Time complexity: O(N)
Auxiliary Space: O(N)

Efficient approach: Using variables to optimize space complexity

The approach is same but to optimize space, we can replace the array dp with three variables to store the values for the last three positions. Since we only need the values of dp[i], dp[i-1], and dp[i-2] to calculate dp[i+1], we can use three variables instead of an entire array. This reduces the space complexity from O(n) to O(1).

Implementations Steps : 

  • Initialize variables ans, dp_0, dp_1, and dp_2 to 1, 0, 0, and 0 respectively.
  • Check the base cases where the first character of the string is 1 and set dp_0 to 1. If the second character is also 1 and is the same as the first character, set dp_1 to 2. If the second character is 1 and is different from the first character, set dp_1 to 1.
  • Iterate through the string starting from the third character. For each character, check if it is 1 or 0. If it is 1, update dp_0, dp_1, and dp_2 based on the presence of adjacent 1’s.

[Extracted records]

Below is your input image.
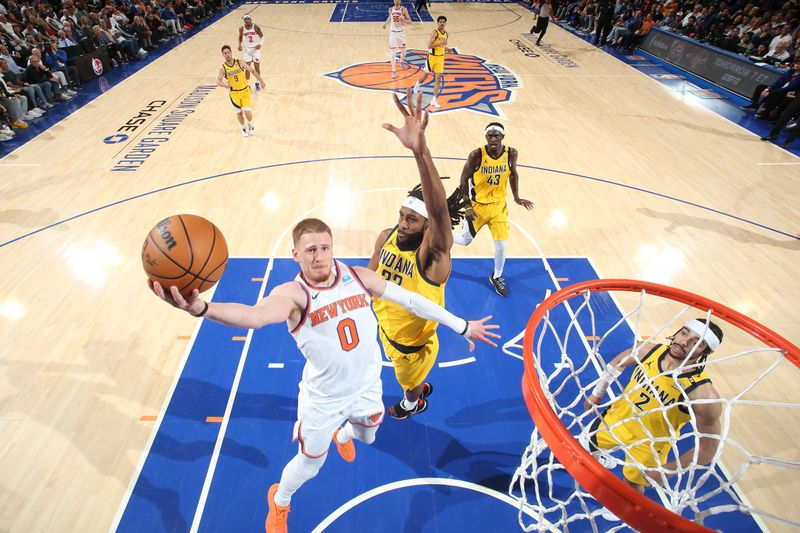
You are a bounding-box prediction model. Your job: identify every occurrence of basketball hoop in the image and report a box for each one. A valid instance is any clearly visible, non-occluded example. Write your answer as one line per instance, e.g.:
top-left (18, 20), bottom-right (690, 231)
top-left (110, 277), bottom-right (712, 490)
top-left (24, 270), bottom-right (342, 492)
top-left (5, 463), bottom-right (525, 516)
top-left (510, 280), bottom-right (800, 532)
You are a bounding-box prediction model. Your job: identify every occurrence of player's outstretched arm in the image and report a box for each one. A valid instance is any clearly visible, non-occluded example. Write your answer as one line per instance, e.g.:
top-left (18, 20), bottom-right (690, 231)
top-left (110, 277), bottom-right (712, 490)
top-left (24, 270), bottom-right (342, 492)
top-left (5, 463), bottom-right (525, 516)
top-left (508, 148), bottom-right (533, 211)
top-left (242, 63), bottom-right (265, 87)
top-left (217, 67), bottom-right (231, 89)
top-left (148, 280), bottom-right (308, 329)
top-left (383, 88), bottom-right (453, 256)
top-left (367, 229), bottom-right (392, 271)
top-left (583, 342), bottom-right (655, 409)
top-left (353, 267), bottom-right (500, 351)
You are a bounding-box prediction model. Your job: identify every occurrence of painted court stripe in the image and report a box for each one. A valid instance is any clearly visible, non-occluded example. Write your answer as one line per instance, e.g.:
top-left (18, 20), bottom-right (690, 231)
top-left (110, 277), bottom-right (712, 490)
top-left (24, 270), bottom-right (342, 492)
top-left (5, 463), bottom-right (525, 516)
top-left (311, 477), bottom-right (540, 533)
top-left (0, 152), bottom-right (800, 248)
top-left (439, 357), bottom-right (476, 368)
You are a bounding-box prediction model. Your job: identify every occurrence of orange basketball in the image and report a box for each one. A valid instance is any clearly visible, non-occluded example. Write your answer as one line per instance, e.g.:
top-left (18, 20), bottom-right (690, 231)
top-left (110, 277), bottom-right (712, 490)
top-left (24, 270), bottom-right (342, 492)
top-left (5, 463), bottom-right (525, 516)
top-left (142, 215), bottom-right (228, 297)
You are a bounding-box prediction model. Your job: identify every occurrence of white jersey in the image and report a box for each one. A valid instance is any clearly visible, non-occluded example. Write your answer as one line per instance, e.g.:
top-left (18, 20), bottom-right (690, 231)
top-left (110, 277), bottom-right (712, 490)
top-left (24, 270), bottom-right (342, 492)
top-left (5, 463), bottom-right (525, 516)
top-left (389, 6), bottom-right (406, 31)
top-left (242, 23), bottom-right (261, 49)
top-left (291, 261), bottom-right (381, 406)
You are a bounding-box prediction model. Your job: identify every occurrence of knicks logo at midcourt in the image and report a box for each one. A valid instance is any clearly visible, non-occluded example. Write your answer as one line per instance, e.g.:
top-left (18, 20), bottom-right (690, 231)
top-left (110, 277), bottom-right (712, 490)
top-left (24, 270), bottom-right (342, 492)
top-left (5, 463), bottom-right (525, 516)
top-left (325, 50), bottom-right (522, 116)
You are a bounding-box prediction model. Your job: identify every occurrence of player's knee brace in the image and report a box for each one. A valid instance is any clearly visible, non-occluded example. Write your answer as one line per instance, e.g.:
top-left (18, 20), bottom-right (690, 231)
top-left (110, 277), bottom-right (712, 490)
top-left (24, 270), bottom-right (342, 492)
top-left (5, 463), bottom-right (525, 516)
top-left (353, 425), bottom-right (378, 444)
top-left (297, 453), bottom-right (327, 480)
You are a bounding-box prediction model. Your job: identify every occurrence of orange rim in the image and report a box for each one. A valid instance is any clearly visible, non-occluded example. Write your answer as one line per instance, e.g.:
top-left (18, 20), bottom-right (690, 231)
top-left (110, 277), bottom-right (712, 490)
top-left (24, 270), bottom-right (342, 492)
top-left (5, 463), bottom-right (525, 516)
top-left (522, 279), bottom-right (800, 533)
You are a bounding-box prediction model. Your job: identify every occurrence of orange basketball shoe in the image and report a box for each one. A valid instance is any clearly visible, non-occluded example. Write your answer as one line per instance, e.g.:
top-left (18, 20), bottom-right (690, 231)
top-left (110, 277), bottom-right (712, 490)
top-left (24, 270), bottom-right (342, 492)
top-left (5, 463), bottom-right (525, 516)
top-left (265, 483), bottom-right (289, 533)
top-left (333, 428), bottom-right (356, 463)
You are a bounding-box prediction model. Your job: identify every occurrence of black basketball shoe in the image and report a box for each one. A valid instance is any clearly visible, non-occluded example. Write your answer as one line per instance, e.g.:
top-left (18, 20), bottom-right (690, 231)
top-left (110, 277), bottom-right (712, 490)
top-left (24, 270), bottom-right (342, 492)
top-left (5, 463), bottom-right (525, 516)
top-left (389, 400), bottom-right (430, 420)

PROBLEMS:
1. List each variable that the space-optimization passage says to initialize, with its starting value.
2. Pick up the space-optimization passage after its final step and continue writing it.

ANSWERS:
1.
ans = 1
dp_0 = 0
dp_1 = 0
dp_2 = 0

2.
  • Multiply ans with dp_1 or dp_2, whichever is larger. If dp_0 is not 0, multiply ans with dp_0.
  • Return the final value of ans.

Implementation:

C++




// C++ program for above approach
#include <bits/stdc++.h>
using namespace std;
 
// Function to return the
// total different combination
// possible
int total_count(string s, int n)
{
    int ans = 1, dp_0 = 0, dp_1 = 0, dp_2 = 0;
 
    // Base cases
    if (s[0] == '1')
        dp_0 = 1;
 
    if (s[1] == '1' && s[1] == s[0]) {
        dp_1 = 2;
    }
    else if (s[1] == '1') {
        dp_1 = 1;
    }
 
    // Iterating through every index
    // and storing the total
    // combination of string due to
    // all the adjacent 1's.
    for (int i = 2; i < n; i++) {
        if (s[i] == '1') {
            if (s[i] == s[i - 1]) {
                if (s[i - 1] == s[i - 2]) {
                    int temp = dp_2;
                    dp_2 = dp_1 + dp_0;
                    dp_0 = dp_1;
                    dp_1 = temp;
                }
                else {
                    dp_2 = dp_1;
                    dp_1 = 2;
                    dp_0 = dp_1;
                }
            }
            else {
                dp_2 = dp_1;
                dp_1 = 1;
                dp_0 = dp_1;
            }
        }
        else {
            dp_2 = dp_1;
            dp_1 = 0;
            dp_0 = dp_1;
        }
    }
 
    // Total combinations possible
    // by multiplying all the individual
    // combinations.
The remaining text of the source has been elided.